THE EXERCISE ▸ Show every line in the entries below that contains the string "marigold", matching case exactly.

— Start RECORDED INFORMATION —

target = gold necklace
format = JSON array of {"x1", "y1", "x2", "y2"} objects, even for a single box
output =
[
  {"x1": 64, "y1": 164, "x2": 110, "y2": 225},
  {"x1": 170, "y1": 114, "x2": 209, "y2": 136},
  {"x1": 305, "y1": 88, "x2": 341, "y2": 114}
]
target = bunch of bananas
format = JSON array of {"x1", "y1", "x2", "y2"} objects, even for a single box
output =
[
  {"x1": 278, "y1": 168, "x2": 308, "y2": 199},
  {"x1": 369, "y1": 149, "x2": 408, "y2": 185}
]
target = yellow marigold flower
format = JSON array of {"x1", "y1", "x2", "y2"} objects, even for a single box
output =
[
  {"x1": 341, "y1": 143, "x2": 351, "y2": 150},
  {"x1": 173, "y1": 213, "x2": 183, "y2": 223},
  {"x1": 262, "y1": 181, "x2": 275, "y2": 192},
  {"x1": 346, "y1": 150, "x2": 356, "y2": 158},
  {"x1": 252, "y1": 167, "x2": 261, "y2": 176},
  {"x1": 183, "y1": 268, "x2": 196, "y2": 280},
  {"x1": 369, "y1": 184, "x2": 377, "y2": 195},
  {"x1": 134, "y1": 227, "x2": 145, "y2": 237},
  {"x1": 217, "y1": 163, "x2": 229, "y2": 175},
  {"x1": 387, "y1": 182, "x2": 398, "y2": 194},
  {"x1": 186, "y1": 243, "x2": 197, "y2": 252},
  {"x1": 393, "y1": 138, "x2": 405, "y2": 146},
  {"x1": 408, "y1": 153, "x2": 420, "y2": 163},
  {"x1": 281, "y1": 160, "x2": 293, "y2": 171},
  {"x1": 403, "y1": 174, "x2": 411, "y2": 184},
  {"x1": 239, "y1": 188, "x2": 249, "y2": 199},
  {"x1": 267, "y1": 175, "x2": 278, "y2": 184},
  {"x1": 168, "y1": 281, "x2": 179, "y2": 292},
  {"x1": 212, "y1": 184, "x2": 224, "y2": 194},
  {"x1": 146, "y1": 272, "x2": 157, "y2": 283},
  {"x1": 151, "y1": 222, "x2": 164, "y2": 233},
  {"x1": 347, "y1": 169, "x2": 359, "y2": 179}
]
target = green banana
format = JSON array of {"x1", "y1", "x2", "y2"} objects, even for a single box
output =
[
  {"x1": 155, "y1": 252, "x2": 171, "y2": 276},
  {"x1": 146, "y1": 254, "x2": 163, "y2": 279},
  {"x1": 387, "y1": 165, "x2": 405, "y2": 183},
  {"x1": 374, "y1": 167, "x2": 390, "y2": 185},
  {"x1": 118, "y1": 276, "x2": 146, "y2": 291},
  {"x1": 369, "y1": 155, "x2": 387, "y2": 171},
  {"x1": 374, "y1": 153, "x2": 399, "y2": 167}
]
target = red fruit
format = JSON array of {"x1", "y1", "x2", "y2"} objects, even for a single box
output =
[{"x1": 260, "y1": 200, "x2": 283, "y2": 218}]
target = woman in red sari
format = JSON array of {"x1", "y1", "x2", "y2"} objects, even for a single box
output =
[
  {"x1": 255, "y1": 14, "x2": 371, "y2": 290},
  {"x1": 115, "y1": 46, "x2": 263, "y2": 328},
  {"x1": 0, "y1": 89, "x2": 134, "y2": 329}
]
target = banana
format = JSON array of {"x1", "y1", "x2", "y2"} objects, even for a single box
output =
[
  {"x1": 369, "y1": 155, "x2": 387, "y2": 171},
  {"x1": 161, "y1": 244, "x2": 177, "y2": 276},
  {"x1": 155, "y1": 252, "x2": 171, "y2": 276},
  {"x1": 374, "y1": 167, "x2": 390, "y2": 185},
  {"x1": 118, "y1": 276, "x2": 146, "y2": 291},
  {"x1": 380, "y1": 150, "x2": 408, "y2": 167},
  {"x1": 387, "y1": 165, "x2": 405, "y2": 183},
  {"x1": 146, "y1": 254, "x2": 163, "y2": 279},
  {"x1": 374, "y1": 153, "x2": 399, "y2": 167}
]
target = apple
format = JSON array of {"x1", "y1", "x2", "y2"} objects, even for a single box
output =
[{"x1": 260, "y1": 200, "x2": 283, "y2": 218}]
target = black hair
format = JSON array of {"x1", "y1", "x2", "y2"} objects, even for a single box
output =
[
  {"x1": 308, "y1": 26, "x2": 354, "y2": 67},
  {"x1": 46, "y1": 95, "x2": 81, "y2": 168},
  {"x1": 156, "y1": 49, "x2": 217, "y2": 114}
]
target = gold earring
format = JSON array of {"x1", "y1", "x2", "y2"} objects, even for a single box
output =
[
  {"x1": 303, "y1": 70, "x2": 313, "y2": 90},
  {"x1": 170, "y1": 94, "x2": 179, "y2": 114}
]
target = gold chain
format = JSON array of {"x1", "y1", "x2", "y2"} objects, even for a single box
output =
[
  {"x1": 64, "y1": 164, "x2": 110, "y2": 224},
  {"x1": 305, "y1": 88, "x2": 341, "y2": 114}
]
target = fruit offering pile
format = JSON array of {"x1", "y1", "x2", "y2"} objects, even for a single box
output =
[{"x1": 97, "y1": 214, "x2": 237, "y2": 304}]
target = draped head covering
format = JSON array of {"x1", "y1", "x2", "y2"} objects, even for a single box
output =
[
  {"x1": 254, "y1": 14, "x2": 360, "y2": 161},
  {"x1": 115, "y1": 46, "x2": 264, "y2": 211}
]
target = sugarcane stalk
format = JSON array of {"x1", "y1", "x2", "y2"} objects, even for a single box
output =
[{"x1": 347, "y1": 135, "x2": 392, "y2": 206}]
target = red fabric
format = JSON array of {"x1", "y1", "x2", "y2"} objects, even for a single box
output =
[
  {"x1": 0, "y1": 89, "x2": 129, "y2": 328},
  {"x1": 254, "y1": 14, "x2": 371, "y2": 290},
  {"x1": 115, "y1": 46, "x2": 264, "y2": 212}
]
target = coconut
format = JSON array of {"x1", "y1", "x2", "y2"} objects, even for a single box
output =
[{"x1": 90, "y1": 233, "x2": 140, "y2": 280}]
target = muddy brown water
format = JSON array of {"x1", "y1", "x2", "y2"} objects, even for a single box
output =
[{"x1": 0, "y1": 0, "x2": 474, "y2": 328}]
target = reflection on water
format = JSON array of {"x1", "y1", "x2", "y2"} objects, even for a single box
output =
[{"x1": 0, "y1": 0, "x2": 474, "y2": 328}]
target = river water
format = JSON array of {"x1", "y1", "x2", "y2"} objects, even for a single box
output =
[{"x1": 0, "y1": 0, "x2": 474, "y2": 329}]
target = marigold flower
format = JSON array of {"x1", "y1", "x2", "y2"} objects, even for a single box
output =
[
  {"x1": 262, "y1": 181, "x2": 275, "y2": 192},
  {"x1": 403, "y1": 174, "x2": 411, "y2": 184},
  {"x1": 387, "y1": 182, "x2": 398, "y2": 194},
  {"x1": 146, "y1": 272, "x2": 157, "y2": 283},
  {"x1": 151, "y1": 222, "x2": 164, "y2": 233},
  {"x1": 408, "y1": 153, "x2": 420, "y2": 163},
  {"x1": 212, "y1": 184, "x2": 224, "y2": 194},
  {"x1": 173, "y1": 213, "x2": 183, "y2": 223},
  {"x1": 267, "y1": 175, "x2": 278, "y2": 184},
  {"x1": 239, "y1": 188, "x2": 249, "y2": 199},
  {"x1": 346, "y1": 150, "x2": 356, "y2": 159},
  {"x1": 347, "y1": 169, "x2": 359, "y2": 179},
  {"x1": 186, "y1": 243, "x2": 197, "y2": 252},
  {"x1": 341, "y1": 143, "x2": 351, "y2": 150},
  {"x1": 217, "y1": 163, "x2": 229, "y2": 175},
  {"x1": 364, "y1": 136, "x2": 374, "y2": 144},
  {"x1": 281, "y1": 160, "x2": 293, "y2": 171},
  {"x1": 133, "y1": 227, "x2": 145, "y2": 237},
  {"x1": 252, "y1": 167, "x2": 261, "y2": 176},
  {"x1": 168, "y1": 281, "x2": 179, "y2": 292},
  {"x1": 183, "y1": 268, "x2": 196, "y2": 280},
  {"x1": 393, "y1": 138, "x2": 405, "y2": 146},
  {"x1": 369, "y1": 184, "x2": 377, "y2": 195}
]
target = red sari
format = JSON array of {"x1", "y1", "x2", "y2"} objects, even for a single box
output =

— End RECORDED INFORMATION —

COMPLETED TASK ▸
target = yellow marigold flower
target = marigold flower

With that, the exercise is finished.